3. Shelf Registration.
(a) If (i) due to any change in law or applicable interpretations
thereof by the Commission's staff, the Company determines upon advice of
its outside counsel that it is not permitted to effect the Registered
Exchange Offer as contemplated by Section 2 hereof; (ii) for any other
reason the Exchange Offer Registration Statement is not declared effective
by December 2, 2002 or the Registered Exchange Offer is not consummated by
December 31, 2002; (iii) the Initial Purchaser determines upon advice of
its counsel that a Shelf Registration Statement must be filed in connection
with any public offering or sale of Securities that are not eligible to be
exchanged for New Securities in the Registered Exchange Offer and that are
held by it following consummation of the Registered Exchange Offer; or (iv)

A run of records:

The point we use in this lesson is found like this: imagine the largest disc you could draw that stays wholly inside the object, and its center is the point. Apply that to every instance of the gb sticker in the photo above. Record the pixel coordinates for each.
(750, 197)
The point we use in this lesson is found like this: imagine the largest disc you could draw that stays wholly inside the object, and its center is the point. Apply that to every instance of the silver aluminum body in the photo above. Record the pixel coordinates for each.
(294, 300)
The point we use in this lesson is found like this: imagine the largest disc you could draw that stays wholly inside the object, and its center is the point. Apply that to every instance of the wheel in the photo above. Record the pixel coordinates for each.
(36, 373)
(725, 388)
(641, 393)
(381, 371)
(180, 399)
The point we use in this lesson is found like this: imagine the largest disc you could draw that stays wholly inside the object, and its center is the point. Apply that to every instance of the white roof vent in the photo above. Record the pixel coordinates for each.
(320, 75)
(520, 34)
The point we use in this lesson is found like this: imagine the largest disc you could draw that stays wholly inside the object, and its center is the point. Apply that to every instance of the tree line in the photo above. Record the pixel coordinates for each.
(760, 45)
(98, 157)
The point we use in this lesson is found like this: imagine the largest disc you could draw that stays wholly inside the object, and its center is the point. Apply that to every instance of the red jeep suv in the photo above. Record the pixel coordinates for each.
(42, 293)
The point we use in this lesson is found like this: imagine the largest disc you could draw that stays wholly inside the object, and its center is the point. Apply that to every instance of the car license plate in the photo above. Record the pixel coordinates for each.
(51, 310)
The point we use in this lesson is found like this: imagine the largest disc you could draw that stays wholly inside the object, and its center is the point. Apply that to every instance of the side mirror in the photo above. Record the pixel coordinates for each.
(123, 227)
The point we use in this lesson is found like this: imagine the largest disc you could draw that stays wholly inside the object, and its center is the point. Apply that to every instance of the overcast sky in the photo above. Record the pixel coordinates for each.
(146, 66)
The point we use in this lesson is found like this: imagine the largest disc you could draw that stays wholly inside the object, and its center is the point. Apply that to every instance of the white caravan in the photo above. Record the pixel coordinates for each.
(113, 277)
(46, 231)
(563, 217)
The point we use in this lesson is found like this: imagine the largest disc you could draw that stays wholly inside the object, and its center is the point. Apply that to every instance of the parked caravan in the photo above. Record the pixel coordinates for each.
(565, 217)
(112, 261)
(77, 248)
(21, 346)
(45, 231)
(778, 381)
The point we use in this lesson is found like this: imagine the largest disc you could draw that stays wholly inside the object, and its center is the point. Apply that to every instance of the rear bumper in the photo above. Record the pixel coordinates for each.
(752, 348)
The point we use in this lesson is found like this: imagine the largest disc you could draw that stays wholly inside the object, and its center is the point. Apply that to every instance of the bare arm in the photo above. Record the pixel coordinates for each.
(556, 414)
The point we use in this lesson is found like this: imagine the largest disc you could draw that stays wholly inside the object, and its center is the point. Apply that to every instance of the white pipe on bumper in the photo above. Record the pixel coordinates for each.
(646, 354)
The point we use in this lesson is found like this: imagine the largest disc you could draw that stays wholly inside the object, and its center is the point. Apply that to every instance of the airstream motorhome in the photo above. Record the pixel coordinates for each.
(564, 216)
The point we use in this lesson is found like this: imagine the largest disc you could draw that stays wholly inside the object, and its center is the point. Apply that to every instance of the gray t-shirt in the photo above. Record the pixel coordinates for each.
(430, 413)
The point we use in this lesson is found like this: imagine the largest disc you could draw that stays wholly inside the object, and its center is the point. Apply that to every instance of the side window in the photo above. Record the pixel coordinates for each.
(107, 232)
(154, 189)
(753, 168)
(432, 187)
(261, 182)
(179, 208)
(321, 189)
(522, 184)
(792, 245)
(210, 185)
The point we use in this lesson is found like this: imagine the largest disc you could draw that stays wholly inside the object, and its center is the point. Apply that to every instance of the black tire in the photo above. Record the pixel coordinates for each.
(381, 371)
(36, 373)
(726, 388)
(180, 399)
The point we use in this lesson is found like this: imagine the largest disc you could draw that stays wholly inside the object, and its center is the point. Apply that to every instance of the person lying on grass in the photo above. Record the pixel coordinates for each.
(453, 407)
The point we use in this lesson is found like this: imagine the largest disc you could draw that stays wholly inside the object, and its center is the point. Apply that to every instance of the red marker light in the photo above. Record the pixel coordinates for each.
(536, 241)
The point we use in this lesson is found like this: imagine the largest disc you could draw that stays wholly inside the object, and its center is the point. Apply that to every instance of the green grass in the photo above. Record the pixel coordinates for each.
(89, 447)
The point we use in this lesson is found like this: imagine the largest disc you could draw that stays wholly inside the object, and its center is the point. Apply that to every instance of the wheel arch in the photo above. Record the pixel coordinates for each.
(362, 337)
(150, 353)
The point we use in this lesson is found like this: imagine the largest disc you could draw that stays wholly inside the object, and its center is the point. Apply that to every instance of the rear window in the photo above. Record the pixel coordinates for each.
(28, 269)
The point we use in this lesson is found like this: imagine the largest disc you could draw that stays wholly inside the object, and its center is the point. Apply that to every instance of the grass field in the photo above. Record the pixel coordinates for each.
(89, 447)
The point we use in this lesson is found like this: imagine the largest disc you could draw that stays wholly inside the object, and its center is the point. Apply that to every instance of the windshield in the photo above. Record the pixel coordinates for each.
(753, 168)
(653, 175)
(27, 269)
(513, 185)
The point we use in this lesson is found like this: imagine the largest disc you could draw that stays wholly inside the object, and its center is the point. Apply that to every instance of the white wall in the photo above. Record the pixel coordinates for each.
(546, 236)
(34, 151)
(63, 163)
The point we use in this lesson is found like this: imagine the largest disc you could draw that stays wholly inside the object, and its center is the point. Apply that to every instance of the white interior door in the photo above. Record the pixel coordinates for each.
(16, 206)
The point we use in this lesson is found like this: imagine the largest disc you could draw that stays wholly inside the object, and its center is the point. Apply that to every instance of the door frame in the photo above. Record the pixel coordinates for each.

◆ Direction 1 ◆
Under condition (ii) of the shelf registration clause, by what date is the Exchange Offer Registration Statement to be declared effective?
◆ Direction 2 ◆
Print the part of the shelf registration clause starting with "3. Shelf Registration." and going on through "Offer; or (iv)".

◆ Task solution 1 ◆
December 2, 2002.

◆ Task solution 2 ◆
3. Shelf Registration.
(a) If (i) due to any change in law or applicable interpretations
thereof by the Commission's staff, the Company determines upon advice of
its outside counsel that it is not permitted to effect the Registered
Exchange Offer as contemplated by Section 2 hereof; (ii) for any other
reason the Exchange Offer Registration Statement is not declared effective
by December 2, 2002 or the Registered Exchange Offer is not consummated by
December 31, 2002; (iii) the Initial Purchaser determines upon advice of
its counsel that a Shelf Registration Statement must be filed in connection
with any public offering or sale of Securities that are not eligible to be
exchanged for New Securities in the Registered Exchange Offer and that are
held by it following consummation of the Registered Exchange Offer; or (iv)